**** Textauszug ****

Die medizinische Wirkung von CBD ist bisher noch nicht absolut belegt. Forscher und Ärzte vermuten jedoch aufgrund der bisherigen Erkenntnisse, das legale Gras könnte als Medikament für viele Krankheiten verwendet werden. Gesprochen wird von möglichen therapeutischen Wirkungen gegen Epilepsie, Angststörungen, Schlafstörungen, Übelkeit, Psychose, Depression und sogar Krebs. Entsprechende spezifische Heilversprechen dürfen in der Schweiz wegen der noch fehlenden wissenschaftlichen Grundlage bisher jedoch nicht abgegeben werden.

Grösste Indoor-Anlage in Europa

Zurück zum Anfang: «Ich weiss, wie man Böden bearbeitet und gute Bedingungen für das Pflanzenwachstum schafft. Aber vom Hanfanbau hatte ich bis im Frühling keine Ahnung», sagt Andreas Hufschmid. «Wir hatten Erfahrung mit dem Indoor-Anbau von Hanf. In einer Halle in Fischbach-Göslikon betreiben wir auf 5000 m2 die grösste Anlage Europas. Die Pflanzen werden von 1000 Lampen à je 1000 Watt beleuchtet. Aber das Outdoor-Know-how hat uns gefehlt. Da konnten wir auf die Erfahrung von Andreas Hufschmid zurückgreifen», sagt Stevens Senn.

**** Datensatz ****

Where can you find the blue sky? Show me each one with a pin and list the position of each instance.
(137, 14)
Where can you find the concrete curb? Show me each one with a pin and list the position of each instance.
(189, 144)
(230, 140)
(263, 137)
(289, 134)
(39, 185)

****

▸ **Aufgabe 1**: Gib den Text über CBD-Hanf ab „Die medizinische Wirkung“ bis einschliesslich „nicht abgegeben werden.“ wieder und ersetze dabei „Forscher und Ärzte“ durch „Wissenschaftler und Mediziner“.
▸ **Aufgabe 2**: Schreib den Text über CBD-Hanf im Anschluss an seinen letzten Satz weiter.
Die Zeilen sind eigenständiges Material und gehören nicht zum Text über CBD-Hanf.

▸ **Antwort 1**:
Die medizinische Wirkung von CBD ist bisher noch nicht absolut belegt. Wissenschaftler und Mediziner vermuten jedoch aufgrund der bisherigen Erkenntnisse, das legale Gras könnte als Medikament für viele Krankheiten verwendet werden. Gesprochen wird von möglichen therapeutischen Wirkungen gegen Epilepsie, Angststörungen, Schlafstörungen, Übelkeit, Psychose, Depression und sogar Krebs. Entsprechende spezifische Heilversprechen dürfen in der Schweiz wegen der noch fehlenden wissenschaftlichen Grundlage bisher jedoch nicht abgegeben werden.

▸ **Antwort 2**:
Die Zusammenarbeit hat sich bewährt: «Es gibt viele Leute, die sich im boomenden Hanf-Geschäft bewegen. Nicht alle sind so seriös wie Stevens Senn. Es war eine Bauch-Entscheidung im Frühling, aber es war im Nachhinein betrachtet eine gute Entscheidung», sagt Hufschmid. Der gelernte Maschinenmechaniker und Landwirt mit Handelsdiplom ist – wie schon sein Vater Guido – sehr innovativ: «Man muss Neues wagen, wenn man vorwärtskommen will.» Ob Hanf jetzt ein weiteres Standbein der schon bisher vielfältig produzierenden Dorfschür wird (so heisst der Hufschmid-Familienbetrieb in Nesselnbach), lässt der junge Landwirt vorderhand offen: «Die Premiere ist geglückt. Das haben wir sicher auch dem optimalen Wetter in diesem Sommer zu verdanken. Ich möchte mich noch nicht festlegen, wie unsere Hanf-Zukunft aussieht. Doch es war ein vielversprechender Anfang und wir machen im nächsten Jahr sicher weiter.»

Hanfpflanzer als Tüftler

Stevens Senn und Andreas Hufschmid haben das Projekt gemeinsam angepackt und verschiedene Dinge ausgetüftelt, die zum Erfolg beigetragen haben: «Der Hanf kommt erst in die Blütenphase, wenn die Lichtverhältnisse stimmen. Optimal wird es, wenn sich Tageslicht und Dunkelheit im 12-Stunden-Turnus abwechseln. Vorher wachsen die Pflanzen lediglich in die Höhe. Um zu verhindern, dass sie zu gross werden und reihenweise knicken, wenn die Blüten zu schwer werden, haben wir sie erstens später als üblich gepflanzt», erklärt Senn, «und als zweite Massnahme gegen das unerwünschte Abknicken haben wir ca. 0,5 Meter über dem Boden Netze gespannt. Ein Problem beim Hanfanbau ist, dass zu schnell und zu stark wachsende Stämme für die schweren Blüten zu leicht sind», hat Hufschmid gelernt.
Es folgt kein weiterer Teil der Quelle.